Records drawn from a dataset:
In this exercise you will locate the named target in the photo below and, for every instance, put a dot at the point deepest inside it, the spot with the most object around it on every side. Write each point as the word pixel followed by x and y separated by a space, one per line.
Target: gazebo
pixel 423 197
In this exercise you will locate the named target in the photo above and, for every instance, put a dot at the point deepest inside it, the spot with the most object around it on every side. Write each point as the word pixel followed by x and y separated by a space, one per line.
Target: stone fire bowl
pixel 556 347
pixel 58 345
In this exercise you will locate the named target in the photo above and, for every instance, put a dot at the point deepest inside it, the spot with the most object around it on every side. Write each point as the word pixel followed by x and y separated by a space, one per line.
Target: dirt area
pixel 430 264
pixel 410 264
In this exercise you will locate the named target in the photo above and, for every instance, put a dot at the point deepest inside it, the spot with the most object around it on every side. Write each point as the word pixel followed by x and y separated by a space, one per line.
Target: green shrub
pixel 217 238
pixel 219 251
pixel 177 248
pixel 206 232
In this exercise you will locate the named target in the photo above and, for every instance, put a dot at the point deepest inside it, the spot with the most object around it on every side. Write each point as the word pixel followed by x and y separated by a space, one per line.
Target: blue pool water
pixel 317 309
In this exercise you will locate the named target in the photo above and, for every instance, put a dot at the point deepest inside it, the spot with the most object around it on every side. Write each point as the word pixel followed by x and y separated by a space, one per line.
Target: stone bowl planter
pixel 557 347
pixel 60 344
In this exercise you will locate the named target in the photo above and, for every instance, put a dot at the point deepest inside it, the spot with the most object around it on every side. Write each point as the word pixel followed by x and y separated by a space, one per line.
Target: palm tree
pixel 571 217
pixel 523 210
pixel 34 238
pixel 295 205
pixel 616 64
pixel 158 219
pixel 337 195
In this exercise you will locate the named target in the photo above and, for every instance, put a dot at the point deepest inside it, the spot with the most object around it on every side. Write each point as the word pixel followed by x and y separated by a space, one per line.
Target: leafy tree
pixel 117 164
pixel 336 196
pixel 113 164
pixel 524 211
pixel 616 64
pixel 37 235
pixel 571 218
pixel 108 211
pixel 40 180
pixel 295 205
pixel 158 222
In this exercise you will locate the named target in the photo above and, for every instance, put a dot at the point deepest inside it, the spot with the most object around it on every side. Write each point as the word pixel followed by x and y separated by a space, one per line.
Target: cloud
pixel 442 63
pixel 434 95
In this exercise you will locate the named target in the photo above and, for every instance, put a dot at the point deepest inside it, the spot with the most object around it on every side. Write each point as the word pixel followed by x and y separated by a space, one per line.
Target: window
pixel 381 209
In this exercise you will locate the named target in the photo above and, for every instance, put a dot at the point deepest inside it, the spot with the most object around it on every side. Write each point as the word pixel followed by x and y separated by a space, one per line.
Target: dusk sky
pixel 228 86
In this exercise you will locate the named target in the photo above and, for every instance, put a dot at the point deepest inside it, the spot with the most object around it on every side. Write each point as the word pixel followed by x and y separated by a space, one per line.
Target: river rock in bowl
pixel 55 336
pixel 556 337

PROBLEM TO SOLVE
Your job is to reproduce the data in full, with every line intact.

YOUR SOLUTION
In this exercise you will locate the named target in the photo below and, for every instance, put a dot at the point deepest inside it, the spot with the most object around it on every side. Write each point as the word pixel followed by x and y separated by a space, one per line.
Target: gazebo
pixel 423 197
In this exercise you will locate the named target in the photo above and, for every instance, put a dot at the point deepest inside it, the spot with the most object around it on every side. Write each point as the word pixel followed by x and y separated by a space, one per line.
Target: stone fire bowl
pixel 556 347
pixel 58 345
In this exercise you will locate the named target in the photo above and, for every instance, put a dot at the point deepest inside it, the spot with the most object around it on every side. Write each point as the word pixel followed by x and y separated by a space, one per line.
Target: dirt area
pixel 430 264
pixel 410 264
In this exercise you will locate the named target in the photo above and, for every instance, put a dot at the point deepest inside it, the spot with the most object around it on every side. Write each point as the word pixel followed by x and y separated by a space, one per line.
Target: green shrub
pixel 217 238
pixel 219 251
pixel 177 248
pixel 206 232
In this exercise you will locate the named target in the photo above and, for every instance, put a dot at the point deepest inside it, the spot with the most object around it on every side. Write each point as the word pixel followed by x and y separated by a space, one per line.
Target: blue pool water
pixel 317 309
In this exercise you will locate the named target in the photo above and, for every instance, put a dot at the point deepest inside it, the spot with the most object around it on every side. Write each point as the word pixel followed by x and y separated by a space, one per line.
Target: stone bowl planter
pixel 557 347
pixel 60 344
In this exercise you will locate the named target in the photo above and, for every instance, put a dot at the point deepest inside it, the spot with the most object around it on every side. Write each point as the word pixel followed by x and y separated by a space, one per line.
Target: palm tree
pixel 571 217
pixel 523 210
pixel 34 238
pixel 295 205
pixel 616 64
pixel 158 219
pixel 337 195
In this exercise you will locate the named target in the photo above and, for every instance, put a dot at the point deepest inside it, the spot with the most object around it on every side. Write each point as the word pixel followed by x and y separated by a space, one per line.
Target: leafy tree
pixel 117 164
pixel 336 196
pixel 113 164
pixel 524 211
pixel 616 64
pixel 37 235
pixel 571 218
pixel 108 211
pixel 40 180
pixel 295 205
pixel 158 222
In this exercise you will locate the named target in the photo above and, for every instance, put a dot at the point deepest inside it, the spot with the most object around it on every side. Write each point as the word pixel followed by x and y separated by a space, one per line.
Target: cloud
pixel 442 63
pixel 434 95
In this exercise you will locate the named target in the photo above and, for every instance, put a dot at the point deepest inside it, the spot with the most object around it on every side. Write each point as the word pixel followed by x and y separated by a space, one per line.
Target: window
pixel 381 209
In this exercise you will locate the named target in the photo above and, for every instance, put a dot at the point deepest inside it, the spot with the most object around it on every side. Write each point as the word pixel followed by x and y separated by a space, one per line.
Target: dusk sky
pixel 228 86
In this exercise you will locate the named target in the photo above and, for every instance, put a dot at the point deepest inside it, the spot with the most object around it on every side. Write each point as the word pixel followed by x and y separated by a space, one per line.
Target: river rock in bowl
pixel 55 336
pixel 556 337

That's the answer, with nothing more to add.